▸ **Exercise brief**: Please return, word for word, the lines below starting at the line that contains "the puppy's nose" and continuing through the final line, including both.

:::::

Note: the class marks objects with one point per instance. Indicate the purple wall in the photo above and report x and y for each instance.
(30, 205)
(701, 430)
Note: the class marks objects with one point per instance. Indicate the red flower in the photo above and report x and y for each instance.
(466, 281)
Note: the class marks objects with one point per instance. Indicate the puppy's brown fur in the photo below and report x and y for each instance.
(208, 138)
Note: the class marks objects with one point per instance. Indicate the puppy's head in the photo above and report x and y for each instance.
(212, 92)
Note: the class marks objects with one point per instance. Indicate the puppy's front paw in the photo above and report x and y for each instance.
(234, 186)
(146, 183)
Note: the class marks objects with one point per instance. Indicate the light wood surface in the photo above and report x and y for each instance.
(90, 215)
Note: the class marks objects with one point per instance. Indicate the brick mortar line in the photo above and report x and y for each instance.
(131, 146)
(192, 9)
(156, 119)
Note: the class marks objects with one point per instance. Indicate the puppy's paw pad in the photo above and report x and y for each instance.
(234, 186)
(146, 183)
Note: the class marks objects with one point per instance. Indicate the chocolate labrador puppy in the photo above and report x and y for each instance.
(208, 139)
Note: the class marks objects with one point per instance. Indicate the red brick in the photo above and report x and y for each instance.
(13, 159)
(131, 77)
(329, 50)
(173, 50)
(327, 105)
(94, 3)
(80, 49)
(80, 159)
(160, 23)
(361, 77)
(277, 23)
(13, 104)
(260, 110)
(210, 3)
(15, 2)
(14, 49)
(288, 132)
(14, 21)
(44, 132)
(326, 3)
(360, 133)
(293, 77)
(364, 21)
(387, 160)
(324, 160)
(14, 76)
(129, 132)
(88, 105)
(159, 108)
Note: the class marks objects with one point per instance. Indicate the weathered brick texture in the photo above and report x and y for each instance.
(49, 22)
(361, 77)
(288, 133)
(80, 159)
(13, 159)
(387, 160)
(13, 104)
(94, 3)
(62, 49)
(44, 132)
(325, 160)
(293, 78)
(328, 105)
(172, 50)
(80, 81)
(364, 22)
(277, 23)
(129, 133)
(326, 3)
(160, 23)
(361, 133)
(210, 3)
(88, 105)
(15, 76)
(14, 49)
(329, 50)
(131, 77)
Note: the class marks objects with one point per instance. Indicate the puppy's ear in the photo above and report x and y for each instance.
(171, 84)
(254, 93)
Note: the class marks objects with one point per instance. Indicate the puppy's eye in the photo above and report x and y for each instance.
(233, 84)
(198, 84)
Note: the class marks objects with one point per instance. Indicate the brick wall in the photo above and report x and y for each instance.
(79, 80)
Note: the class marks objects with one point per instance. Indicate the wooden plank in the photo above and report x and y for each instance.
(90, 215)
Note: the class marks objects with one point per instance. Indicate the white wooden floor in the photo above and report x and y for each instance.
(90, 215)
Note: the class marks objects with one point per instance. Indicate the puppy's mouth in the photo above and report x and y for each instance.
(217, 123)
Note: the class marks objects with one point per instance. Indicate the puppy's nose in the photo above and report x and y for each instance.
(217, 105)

:::::

▸ **Response for this exercise**:
Note: the class marks objects with one point per instance. Indicate the puppy's nose in the photo above and report x and y for each instance.
(217, 105)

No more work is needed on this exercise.